Bacaan –
·····
Bantu Mahasiswa Wujudkan Mimpi
ORASI: Guru Besar Peternakan Universitas Negeri Sebelas Maret (UNS) Prof Muhammad Cahyadi dalam orasi pengukuhannya sebagai Guru Besar Fakultas Peternakan di Surakarta, Oktober 2023. FOTO: ANTARA/DOKUMEN PRIBADI/AM. --
Kisah Cahyadi, Pemburu Beasiswa yang Kini Guru Besar Termuda UNS
Berbagai tantangan tak pernah menyurutkan Muhammad Cahyadi untuk meraih impiannya. Lahir dari keluarga petani bersahaja dengan latar pendidikan orang tua yang lulusan sekolah dasar, tak menyurutkan mimpi Cahyadi dalam meraih cita-cita. Menurutnya, selagi ada kemauan pasti ada jalan.
---
“BAPAK saya tidak lulus SD, sedangkan ibu saya tidak lulus SMP. Meski mereka berpendidikan tidak terlalu tinggi, tetapi mereka menginginkan anak-anaknya mengecap pendidikan yang baik di zaman itu,” ujar Cahyadi yang saat ini menjadi guru besar termuda Universitas Negeri Sebelas Maret (UNS) Surakarta itu.
Cahyadi dikukuhkan sebagai Guru Besar Fakultas Peternakan UNS pada Oktober 2023 pada usia 37 tahun enam bulan. Ia memiliki kepakaran dalam bidang genetika molekular.
Latar belakang keluarga yang bersahaja, tak menyurutkan mimpi Cahyadi untuk meraih cita-cita. Walaupun harus diakuinya, dirinya kerap mengalami perundungan karena mustahil bagi dirinya melanjutkan pendidikan di tengah keterbatasan ekonomi. Hal itu tak menyurutkan tekadnya, malah menjadikan dirinya dan tiga saudaranya semakin kuat dan saling membantu dalam meraih cita-cita.
BACA JUGA:Ulang Tahun
BACA JUGA:Tangkap Tangan Masyarakat Buang Sampah Sembarangan Didenda Rp 5 Juta
Selepas sekolah dasar (SD), Cahyadi yang berasal dari Desa Pamasalak, Kabupaten Lahat, Sumatera Selatan, tersebut harus berpisah dari orang tuanya untuk melanjutkan pendidikan ke jenjang Sekolah Menengah Pertama (SMP) di Bandar Lampung. Hidup mandiri jauh dari orang tua sejak muda, mengasah Cahyadi menjadi sosok perencana dan berpikir bagaimana dapat mencapai target-target yang sudah disusunnya.
·····
Latihan Soal –
**a)** Jawablah pertanyaan berikut berdasarkan bacaan tentang Cahyadi:
(i) Pada usia berapa Cahyadi dikukuhkan sebagai Guru Besar Fakultas Peternakan UNS?
(ii) Dari desa mana Cahyadi berasal?
(iii) Di kota mana Cahyadi melanjutkan pendidikan ke jenjang SMP?
**b)** Cetaklah bagian bacaan tentang Cahyadi mulai dari "Latar belakang keluarga" sampai dengan "membantu dalam meraih cita-cita.".
Baris-baris data tidak berperan dalam pengerjaan ini.
·····
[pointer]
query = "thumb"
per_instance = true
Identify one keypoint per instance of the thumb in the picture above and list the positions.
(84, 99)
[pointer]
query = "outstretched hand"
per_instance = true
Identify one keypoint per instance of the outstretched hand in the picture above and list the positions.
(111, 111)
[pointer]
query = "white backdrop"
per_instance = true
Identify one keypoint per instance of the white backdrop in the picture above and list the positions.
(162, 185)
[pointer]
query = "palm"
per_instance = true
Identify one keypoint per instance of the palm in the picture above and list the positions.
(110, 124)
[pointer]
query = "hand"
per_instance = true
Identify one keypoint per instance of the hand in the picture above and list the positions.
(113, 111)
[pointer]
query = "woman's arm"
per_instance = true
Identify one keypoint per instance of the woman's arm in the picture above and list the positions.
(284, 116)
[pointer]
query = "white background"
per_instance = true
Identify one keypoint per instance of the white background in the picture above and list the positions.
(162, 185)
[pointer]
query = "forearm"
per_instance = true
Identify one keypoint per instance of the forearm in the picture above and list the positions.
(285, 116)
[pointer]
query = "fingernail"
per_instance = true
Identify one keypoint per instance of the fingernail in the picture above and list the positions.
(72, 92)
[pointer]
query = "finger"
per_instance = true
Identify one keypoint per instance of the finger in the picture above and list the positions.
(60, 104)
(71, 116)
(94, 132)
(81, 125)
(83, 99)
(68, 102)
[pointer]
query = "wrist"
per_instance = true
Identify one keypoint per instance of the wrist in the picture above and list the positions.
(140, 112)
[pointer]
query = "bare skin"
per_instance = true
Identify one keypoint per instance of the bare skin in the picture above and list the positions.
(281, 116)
·····
Jawaban Akhir –
**a)**
(i) 37 tahun enam bulan.
(ii) Desa Pamasalak, Kabupaten Lahat, Sumatera Selatan.
(iii) Bandar Lampung.

**b)**
Latar belakang keluarga yang bersahaja, tak menyurutkan mimpi Cahyadi untuk meraih cita-cita. Walaupun harus diakuinya, dirinya kerap mengalami perundungan karena mustahil bagi dirinya melanjutkan pendidikan di tengah keterbatasan ekonomi. Hal itu tak menyurutkan tekadnya, malah menjadikan dirinya dan tiga saudaranya semakin kuat dan saling membantu dalam meraih cita-cita.